* [What to do]
Within the records below, find each line with the word "stone" and copy it out.

* [Given information]
___

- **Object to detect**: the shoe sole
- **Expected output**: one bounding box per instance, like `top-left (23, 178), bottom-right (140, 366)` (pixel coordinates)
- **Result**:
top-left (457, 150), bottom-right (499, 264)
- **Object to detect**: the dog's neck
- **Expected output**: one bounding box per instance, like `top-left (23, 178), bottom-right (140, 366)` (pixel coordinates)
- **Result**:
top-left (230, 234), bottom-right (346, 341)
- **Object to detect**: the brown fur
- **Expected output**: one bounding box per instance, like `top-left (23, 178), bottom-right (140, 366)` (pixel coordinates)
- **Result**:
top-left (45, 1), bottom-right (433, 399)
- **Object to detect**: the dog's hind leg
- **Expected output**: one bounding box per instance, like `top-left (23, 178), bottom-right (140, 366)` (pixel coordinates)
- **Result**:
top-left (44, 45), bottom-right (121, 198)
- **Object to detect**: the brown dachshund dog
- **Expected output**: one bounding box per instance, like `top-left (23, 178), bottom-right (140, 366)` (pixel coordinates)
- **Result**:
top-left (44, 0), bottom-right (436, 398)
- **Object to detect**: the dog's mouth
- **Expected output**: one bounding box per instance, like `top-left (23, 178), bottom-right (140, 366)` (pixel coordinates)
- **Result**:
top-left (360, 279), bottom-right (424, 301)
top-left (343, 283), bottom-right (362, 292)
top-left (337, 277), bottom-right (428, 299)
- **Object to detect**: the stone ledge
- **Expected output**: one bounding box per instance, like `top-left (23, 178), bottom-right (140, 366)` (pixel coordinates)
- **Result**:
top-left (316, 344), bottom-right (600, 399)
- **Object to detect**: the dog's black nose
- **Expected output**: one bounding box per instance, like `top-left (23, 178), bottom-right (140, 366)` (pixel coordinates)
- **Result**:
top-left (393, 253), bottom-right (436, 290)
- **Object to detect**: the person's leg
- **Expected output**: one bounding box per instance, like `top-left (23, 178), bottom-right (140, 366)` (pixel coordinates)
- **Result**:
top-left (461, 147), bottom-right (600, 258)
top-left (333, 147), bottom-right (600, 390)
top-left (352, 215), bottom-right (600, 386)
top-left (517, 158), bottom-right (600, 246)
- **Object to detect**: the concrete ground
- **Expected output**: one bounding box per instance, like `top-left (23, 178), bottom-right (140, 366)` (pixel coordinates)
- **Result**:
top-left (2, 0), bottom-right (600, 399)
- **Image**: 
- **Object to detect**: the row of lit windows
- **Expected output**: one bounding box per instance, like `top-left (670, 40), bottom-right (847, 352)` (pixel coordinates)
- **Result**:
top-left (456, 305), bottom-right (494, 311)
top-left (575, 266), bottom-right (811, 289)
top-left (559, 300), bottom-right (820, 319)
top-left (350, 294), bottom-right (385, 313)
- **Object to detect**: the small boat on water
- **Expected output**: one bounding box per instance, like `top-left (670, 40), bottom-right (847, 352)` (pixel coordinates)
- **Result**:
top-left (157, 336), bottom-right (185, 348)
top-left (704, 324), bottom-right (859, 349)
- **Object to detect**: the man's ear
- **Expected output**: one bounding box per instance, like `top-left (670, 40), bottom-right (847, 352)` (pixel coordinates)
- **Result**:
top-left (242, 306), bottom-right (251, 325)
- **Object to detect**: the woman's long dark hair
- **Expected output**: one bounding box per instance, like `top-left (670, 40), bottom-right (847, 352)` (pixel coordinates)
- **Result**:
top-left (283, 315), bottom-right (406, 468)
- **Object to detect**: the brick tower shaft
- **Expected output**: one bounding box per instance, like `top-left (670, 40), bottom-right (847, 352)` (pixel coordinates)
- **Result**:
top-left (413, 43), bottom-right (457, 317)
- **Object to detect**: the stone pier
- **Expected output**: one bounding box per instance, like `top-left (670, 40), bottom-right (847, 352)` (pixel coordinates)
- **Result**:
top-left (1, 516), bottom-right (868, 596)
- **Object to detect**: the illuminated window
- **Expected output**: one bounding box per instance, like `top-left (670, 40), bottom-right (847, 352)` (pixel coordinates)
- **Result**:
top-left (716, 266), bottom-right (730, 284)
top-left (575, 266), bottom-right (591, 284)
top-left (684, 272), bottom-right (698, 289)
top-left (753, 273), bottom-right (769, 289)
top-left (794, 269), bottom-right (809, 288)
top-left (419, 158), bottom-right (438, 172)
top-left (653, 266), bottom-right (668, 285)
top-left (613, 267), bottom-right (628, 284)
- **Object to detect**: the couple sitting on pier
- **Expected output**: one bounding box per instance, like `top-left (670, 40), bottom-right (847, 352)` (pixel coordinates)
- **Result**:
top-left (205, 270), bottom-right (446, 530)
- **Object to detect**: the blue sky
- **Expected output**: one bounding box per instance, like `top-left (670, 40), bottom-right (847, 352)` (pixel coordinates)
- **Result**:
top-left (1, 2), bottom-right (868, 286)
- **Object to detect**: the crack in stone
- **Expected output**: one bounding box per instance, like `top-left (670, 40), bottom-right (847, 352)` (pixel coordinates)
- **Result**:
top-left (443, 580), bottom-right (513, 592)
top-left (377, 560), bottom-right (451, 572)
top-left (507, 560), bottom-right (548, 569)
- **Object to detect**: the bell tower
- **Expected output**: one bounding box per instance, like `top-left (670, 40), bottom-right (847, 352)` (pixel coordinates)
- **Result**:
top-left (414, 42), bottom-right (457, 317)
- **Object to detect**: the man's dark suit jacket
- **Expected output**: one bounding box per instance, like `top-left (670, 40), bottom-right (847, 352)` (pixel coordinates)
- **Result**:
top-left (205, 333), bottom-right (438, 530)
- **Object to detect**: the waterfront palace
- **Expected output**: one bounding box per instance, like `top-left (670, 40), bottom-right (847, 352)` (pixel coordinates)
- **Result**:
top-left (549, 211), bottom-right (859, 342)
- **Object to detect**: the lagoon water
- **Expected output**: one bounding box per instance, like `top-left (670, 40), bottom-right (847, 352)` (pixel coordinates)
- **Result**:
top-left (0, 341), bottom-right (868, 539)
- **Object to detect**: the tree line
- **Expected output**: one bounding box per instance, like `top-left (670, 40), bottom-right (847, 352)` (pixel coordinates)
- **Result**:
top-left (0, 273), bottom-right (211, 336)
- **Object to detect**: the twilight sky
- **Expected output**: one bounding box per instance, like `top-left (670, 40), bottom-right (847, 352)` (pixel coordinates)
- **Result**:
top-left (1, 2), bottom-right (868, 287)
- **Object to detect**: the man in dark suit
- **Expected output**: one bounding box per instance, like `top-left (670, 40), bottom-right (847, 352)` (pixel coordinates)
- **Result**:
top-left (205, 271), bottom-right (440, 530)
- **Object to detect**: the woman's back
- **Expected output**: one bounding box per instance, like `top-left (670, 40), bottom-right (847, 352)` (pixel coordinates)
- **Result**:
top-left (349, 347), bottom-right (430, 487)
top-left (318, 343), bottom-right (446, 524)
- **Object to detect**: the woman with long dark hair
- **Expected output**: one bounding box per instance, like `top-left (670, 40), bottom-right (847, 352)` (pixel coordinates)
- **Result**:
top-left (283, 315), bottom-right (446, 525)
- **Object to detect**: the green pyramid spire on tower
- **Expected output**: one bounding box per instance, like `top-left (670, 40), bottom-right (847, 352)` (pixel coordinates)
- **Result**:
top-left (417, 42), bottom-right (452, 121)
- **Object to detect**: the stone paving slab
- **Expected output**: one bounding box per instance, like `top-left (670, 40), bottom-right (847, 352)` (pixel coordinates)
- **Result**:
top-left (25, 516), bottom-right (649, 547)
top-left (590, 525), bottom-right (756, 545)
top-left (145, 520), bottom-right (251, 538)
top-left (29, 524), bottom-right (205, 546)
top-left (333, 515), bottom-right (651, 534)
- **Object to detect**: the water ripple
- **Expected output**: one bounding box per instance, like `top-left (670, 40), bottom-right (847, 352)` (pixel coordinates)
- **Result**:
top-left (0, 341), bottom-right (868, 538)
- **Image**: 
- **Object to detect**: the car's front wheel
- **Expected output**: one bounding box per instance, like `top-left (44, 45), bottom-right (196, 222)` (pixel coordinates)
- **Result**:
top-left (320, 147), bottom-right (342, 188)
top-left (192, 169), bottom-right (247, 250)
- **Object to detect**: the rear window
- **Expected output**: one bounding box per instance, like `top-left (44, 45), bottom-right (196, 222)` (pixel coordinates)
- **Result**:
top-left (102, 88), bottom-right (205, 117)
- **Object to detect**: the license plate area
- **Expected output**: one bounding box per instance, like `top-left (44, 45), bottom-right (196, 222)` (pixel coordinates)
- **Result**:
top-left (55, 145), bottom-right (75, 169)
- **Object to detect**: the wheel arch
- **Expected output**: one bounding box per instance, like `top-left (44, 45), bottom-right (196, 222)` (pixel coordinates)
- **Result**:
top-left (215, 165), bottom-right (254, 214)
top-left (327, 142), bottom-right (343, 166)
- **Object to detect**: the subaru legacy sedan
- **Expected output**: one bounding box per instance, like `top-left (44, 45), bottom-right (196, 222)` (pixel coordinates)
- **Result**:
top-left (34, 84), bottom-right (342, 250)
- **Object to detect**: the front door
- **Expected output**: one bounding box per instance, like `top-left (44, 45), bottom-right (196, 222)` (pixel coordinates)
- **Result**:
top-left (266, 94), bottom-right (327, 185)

___

* [Reply]
- **Object to detect**: the stone ledge
- **Object to detect**: the stone pier
- **Object to detect**: the crack in stone
- **Object to detect**: the stone paving slab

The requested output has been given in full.